Problem details:
Your answer should be exactly the lines from the one that contains "Could you please point out the police officer" through the final line of the entries below, and nothing else.

[Start of Attachment]

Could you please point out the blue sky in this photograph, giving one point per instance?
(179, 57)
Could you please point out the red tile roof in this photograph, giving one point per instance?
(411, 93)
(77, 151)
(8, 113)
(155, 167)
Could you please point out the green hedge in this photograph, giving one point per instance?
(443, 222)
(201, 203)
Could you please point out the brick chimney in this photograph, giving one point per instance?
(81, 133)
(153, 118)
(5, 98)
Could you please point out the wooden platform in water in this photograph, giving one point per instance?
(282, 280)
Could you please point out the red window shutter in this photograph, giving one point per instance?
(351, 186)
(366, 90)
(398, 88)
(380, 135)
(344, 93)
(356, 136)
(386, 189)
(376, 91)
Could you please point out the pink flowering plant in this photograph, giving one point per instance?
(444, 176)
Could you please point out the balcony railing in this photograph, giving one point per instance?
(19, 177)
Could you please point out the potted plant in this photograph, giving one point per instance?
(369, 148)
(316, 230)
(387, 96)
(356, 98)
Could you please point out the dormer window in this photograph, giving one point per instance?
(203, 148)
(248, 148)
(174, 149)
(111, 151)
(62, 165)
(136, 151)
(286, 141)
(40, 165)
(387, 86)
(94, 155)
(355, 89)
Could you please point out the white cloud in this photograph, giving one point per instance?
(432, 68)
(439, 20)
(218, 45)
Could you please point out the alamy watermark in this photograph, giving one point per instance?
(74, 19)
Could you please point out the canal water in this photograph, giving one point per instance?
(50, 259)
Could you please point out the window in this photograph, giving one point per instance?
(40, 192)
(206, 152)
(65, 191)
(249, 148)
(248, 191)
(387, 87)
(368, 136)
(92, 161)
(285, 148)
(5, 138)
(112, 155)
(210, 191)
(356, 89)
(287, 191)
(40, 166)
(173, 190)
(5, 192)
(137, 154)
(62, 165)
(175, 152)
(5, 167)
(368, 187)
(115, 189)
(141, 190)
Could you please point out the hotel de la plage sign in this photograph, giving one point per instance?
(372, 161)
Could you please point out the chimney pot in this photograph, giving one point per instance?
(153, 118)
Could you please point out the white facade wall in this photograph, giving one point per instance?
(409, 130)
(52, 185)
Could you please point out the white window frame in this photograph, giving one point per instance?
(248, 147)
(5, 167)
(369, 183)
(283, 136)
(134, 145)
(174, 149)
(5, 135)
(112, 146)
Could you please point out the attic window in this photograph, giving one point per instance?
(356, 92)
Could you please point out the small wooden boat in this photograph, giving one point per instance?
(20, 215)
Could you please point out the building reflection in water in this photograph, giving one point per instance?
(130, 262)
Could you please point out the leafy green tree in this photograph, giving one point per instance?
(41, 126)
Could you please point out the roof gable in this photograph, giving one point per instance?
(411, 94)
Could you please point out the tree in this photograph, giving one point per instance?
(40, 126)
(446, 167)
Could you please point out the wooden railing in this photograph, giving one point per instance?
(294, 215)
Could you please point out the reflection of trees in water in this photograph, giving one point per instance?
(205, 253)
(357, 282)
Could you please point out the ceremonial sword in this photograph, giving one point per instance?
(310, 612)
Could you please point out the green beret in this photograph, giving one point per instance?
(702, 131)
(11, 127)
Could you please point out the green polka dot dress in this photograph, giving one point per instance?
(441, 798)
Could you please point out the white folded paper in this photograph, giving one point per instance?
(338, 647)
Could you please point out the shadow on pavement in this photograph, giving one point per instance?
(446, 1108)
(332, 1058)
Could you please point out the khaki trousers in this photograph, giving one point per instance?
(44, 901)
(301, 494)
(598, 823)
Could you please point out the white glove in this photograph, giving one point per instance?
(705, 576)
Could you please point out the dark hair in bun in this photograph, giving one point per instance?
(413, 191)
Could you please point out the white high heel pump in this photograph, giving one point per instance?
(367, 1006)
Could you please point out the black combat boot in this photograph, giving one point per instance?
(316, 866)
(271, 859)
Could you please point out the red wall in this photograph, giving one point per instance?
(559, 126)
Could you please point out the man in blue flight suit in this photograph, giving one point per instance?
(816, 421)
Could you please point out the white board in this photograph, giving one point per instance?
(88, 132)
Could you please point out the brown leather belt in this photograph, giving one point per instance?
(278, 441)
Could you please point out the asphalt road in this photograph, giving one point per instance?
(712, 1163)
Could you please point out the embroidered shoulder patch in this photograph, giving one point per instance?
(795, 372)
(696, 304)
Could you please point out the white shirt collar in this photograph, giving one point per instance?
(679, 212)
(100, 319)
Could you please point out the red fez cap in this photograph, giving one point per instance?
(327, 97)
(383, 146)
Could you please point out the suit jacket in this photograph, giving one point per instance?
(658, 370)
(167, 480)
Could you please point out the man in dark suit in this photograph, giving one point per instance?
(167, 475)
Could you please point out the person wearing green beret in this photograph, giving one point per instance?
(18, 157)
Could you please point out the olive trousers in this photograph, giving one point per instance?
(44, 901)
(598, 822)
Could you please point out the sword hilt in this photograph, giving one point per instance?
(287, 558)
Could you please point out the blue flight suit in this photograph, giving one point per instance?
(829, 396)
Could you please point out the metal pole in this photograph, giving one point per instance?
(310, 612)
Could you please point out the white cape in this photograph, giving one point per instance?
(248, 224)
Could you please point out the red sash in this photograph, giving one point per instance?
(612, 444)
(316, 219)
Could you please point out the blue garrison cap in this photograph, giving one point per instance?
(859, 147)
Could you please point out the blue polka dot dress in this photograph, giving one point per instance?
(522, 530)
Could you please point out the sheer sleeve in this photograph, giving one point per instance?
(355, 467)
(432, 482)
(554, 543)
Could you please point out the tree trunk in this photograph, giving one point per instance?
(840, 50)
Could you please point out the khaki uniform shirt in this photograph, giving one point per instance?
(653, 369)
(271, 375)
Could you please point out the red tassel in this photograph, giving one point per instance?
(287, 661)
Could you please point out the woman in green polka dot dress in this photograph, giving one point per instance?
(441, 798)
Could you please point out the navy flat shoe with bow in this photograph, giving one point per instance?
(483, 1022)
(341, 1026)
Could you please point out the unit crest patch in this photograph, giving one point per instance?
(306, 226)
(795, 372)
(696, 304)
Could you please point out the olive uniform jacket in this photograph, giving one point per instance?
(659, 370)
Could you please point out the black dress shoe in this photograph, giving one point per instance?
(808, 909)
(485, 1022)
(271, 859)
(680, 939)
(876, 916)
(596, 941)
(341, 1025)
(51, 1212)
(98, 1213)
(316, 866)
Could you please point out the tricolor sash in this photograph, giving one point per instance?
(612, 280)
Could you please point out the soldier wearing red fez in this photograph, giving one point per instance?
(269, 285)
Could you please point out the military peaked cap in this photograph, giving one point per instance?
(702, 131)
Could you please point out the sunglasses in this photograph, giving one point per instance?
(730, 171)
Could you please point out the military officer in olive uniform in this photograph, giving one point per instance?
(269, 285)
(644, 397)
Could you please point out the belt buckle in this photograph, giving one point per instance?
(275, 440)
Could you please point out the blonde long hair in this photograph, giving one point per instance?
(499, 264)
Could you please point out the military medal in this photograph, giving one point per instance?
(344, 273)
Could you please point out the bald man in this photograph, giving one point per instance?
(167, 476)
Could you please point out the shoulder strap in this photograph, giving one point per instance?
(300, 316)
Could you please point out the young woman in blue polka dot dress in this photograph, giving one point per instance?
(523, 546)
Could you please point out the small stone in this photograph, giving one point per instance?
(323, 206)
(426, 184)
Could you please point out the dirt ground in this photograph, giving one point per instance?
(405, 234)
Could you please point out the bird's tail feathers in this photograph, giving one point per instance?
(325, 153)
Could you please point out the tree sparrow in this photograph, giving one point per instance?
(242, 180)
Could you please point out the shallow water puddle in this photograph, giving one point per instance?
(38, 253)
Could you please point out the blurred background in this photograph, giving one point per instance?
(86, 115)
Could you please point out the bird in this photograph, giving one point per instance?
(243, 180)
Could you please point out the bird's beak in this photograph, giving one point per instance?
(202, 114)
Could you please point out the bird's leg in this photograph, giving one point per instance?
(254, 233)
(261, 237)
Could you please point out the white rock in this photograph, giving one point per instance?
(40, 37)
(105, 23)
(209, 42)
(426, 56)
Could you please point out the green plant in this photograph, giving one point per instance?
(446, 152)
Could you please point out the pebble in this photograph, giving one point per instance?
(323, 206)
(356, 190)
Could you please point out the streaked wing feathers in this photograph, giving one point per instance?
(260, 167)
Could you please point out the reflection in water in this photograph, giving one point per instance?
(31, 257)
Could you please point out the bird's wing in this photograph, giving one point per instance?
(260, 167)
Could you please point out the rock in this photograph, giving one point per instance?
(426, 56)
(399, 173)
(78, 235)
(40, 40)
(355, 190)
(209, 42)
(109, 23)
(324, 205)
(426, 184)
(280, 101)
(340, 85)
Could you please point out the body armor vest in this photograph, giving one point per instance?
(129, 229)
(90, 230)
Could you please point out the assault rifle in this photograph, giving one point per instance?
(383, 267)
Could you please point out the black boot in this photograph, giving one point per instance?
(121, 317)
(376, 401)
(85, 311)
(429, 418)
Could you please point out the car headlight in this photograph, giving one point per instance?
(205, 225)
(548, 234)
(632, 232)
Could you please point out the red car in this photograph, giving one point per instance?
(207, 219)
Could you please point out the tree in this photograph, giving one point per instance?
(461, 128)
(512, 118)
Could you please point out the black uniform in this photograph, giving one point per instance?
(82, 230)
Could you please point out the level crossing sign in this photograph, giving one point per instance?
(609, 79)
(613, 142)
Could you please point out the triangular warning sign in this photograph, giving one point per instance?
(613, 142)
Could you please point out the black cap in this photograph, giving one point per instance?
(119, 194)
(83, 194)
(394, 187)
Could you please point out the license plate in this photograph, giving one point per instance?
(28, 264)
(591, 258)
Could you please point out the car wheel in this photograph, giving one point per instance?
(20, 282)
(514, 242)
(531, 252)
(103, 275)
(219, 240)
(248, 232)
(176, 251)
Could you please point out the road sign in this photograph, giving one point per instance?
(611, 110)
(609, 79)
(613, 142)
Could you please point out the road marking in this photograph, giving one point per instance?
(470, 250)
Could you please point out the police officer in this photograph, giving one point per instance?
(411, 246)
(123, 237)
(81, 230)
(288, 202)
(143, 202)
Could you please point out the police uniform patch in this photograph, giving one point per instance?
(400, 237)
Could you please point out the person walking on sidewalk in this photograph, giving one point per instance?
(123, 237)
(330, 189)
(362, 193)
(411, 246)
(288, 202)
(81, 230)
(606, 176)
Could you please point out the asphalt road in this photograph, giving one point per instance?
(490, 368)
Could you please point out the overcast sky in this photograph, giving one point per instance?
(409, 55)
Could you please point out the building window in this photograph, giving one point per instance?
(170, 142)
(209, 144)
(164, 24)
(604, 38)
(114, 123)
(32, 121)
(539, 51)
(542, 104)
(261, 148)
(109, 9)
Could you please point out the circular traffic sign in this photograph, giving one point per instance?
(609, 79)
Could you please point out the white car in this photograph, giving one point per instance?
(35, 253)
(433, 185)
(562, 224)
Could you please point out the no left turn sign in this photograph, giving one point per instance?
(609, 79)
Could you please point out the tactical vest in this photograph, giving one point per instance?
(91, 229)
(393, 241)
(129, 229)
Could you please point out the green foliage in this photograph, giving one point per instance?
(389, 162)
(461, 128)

[End of Attachment]

Your solution:
Could you please point out the police officer in this photograph, giving one point per instance?
(411, 246)
(123, 237)
(81, 230)
(288, 202)
(143, 202)
Could you please point out the police uniform patch in this photograph, giving one point per instance?
(400, 237)
Could you please point out the person walking on sidewalk in this photograph, giving one point per instance?
(123, 237)
(330, 189)
(362, 193)
(411, 246)
(288, 202)
(81, 230)
(606, 176)
Could you please point out the asphalt road in this photograph, giving one point per instance?
(490, 368)
Could you please point out the overcast sky in this photograph, giving one point per instance?
(409, 55)
Could you please point out the building window in this photograph, giving one point per instance?
(170, 142)
(209, 144)
(164, 24)
(604, 38)
(114, 123)
(32, 121)
(539, 51)
(542, 104)
(261, 148)
(109, 9)
Could you please point out the circular traffic sign in this photograph, giving one point per instance?
(609, 79)
Could you please point out the white car in this photograph, giving one point per instance?
(35, 253)
(433, 185)
(562, 224)
Could you please point out the no left turn sign in this photograph, giving one point per instance?
(609, 79)
Could you please point out the tactical vest in this photograph, giving one point per instance?
(91, 229)
(393, 241)
(129, 229)
Could you please point out the green foliage in this photograph, giving one point per instance?
(389, 162)
(461, 128)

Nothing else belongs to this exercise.